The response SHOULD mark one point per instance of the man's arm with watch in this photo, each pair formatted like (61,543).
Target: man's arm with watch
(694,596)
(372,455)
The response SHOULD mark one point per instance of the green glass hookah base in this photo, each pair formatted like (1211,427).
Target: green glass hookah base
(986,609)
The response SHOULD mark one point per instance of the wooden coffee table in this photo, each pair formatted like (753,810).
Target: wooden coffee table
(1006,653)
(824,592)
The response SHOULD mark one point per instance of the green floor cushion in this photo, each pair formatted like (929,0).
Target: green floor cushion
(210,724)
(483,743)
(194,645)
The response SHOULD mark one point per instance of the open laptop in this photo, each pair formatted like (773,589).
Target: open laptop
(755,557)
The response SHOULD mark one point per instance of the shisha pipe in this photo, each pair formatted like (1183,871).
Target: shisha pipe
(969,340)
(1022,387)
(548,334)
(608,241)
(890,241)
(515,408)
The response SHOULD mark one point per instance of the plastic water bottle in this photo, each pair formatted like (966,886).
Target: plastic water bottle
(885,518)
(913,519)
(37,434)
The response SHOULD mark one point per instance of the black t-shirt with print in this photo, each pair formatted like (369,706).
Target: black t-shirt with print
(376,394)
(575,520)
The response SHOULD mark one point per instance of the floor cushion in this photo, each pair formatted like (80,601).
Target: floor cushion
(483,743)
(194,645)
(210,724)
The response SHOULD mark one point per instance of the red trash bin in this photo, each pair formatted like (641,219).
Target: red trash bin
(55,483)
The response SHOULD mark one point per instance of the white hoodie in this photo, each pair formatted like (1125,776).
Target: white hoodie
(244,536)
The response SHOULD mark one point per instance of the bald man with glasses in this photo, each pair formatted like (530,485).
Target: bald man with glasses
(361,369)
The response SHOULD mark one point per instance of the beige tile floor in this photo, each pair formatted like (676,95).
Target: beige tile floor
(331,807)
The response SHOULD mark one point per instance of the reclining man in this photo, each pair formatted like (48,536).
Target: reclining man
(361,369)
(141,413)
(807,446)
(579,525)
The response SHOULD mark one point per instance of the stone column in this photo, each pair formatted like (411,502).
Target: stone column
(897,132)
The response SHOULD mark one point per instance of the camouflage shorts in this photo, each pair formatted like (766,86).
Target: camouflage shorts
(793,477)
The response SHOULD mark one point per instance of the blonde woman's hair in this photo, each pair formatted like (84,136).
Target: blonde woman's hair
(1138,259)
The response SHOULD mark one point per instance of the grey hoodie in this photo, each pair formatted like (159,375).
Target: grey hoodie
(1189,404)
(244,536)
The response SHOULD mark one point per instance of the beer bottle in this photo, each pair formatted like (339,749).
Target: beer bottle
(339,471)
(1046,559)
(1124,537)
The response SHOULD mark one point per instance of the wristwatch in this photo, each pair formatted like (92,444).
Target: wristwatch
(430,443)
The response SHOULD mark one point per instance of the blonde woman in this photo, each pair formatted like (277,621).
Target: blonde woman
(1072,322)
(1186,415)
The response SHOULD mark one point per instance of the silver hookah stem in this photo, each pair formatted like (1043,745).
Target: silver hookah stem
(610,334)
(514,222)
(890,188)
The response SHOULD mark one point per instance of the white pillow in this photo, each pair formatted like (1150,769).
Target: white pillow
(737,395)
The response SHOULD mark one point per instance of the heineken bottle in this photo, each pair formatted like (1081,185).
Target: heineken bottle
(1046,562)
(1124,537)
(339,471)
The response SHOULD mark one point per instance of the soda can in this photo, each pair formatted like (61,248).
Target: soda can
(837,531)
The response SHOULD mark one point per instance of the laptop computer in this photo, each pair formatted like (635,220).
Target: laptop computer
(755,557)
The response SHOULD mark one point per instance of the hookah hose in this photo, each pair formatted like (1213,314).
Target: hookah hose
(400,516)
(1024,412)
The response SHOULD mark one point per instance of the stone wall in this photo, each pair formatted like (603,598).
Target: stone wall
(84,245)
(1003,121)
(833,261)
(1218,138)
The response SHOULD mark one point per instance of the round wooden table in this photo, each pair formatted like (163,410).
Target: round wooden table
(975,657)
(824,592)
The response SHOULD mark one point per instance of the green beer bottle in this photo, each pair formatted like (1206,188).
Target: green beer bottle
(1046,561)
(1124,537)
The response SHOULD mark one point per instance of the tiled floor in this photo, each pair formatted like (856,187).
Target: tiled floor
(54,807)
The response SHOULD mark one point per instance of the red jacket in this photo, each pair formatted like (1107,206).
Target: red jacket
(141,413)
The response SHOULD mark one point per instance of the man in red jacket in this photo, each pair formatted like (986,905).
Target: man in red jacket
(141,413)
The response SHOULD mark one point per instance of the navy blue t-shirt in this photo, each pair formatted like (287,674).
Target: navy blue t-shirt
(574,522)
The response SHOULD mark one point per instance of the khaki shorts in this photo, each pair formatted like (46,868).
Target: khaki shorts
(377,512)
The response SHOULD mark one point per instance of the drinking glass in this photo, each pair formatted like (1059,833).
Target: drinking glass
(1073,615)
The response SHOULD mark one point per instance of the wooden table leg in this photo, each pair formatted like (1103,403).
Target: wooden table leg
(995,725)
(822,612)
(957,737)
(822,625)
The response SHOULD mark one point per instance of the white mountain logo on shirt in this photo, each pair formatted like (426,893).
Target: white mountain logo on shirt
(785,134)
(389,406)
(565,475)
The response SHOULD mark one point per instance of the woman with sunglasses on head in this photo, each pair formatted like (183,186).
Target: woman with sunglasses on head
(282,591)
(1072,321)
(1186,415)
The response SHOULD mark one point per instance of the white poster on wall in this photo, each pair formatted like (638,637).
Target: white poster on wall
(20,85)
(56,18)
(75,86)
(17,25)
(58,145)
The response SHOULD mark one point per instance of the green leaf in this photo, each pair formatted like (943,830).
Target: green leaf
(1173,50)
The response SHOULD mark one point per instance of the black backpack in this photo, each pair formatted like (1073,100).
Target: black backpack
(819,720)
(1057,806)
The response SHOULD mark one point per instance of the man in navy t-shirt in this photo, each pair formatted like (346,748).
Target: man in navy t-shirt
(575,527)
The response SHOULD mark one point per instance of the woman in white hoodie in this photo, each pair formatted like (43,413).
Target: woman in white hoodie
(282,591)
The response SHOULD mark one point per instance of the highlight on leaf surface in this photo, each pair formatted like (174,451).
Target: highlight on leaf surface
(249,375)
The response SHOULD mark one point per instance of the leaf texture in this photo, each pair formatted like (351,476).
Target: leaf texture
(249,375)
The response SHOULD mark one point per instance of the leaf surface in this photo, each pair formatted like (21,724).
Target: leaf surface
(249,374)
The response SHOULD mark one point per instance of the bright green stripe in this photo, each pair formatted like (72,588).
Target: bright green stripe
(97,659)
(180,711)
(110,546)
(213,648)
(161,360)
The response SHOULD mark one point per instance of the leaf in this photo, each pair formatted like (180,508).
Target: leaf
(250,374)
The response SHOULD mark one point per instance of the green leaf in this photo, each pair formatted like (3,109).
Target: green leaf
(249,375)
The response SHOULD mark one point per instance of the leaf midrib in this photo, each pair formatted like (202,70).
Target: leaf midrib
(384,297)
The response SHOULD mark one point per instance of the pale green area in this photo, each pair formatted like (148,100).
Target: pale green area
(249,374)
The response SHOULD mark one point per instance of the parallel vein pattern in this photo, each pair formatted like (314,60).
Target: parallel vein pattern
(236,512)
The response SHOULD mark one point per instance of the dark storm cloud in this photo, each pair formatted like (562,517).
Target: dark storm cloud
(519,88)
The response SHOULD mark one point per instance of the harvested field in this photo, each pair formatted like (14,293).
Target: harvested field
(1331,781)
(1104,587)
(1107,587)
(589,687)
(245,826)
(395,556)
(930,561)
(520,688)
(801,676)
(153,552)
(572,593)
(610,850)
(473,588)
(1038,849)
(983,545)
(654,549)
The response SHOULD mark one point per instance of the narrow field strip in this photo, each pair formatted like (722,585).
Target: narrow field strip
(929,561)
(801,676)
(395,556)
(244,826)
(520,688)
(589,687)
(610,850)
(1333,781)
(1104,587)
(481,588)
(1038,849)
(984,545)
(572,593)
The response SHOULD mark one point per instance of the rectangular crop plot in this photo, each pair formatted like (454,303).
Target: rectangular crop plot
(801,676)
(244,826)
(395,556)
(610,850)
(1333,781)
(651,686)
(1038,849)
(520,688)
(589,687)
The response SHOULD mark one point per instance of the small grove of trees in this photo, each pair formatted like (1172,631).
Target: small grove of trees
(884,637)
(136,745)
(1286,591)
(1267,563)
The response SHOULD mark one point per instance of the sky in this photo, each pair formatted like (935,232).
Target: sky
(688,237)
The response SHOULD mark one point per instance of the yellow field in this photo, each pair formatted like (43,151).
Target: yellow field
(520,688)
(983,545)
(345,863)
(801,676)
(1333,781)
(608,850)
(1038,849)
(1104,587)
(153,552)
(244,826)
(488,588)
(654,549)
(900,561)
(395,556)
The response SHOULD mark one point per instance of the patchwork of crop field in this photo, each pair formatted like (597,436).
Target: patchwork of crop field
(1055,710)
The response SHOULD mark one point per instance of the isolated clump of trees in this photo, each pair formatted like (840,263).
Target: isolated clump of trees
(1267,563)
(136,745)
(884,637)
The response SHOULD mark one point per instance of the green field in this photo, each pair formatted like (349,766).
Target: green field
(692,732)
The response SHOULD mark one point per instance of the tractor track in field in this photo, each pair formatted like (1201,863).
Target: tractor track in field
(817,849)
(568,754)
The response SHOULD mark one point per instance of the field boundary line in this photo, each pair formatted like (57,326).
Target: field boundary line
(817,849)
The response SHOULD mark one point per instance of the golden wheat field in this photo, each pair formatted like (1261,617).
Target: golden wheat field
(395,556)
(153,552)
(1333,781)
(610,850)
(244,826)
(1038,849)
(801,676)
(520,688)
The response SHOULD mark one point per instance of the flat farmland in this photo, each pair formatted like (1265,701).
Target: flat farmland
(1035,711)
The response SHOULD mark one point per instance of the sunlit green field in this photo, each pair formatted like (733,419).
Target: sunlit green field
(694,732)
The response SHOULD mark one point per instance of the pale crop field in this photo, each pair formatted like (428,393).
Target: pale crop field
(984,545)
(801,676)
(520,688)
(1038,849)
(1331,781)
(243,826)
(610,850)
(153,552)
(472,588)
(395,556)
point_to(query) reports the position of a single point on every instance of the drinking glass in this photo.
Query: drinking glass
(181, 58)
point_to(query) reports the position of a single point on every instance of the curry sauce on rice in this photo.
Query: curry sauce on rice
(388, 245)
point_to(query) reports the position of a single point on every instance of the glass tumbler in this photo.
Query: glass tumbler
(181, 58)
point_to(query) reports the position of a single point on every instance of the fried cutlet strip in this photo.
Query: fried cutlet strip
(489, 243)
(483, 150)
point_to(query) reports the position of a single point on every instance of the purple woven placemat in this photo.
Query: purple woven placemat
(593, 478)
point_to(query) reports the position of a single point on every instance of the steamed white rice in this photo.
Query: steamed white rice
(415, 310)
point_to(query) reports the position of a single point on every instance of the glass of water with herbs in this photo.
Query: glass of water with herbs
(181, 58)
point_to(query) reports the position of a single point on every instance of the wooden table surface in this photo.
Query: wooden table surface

——————————

Copy every line of the material word for word, from the line containing "formatted like (428,393)." through the end of the material, both ends included.

The response SHOULD mark one point per instance of the pale crop field in this photo, each pair formatted like (428,393).
Target: pale crop field
(984,545)
(801,676)
(520,688)
(1038,849)
(1331,781)
(243,826)
(610,850)
(153,552)
(472,588)
(395,556)
point_to(query) reports the position of a single point on every instance of the drinking glass in this photo.
Query: drinking glass
(181, 58)
point_to(query) reports the position of a single point on every instance of the curry sauce on rice in this photo.
Query: curry sauce on rice
(388, 245)
point_to(query) reports the position of a single point on every instance of the glass tumbler in this photo.
Query: glass tumbler
(181, 58)
point_to(query) reports the position of a single point on every instance of the fried cutlet strip in this photo.
Query: fried cutlet strip
(489, 243)
(483, 150)
point_to(query) reports the position of a single point on every instance of the purple woven placemat in this photo.
Query: purple woven placemat
(593, 478)
point_to(query) reports the position of a single point on every instance of the steamed white rice in this photo.
Query: steamed white rice
(415, 310)
point_to(query) reports the position of a single point on every instance of the glass of water with herbs in this photo.
Query: glass of water with herbs
(181, 58)
point_to(query) reports the position of a single point on every instance of the wooden table surface in this photo.
Query: wooden table surface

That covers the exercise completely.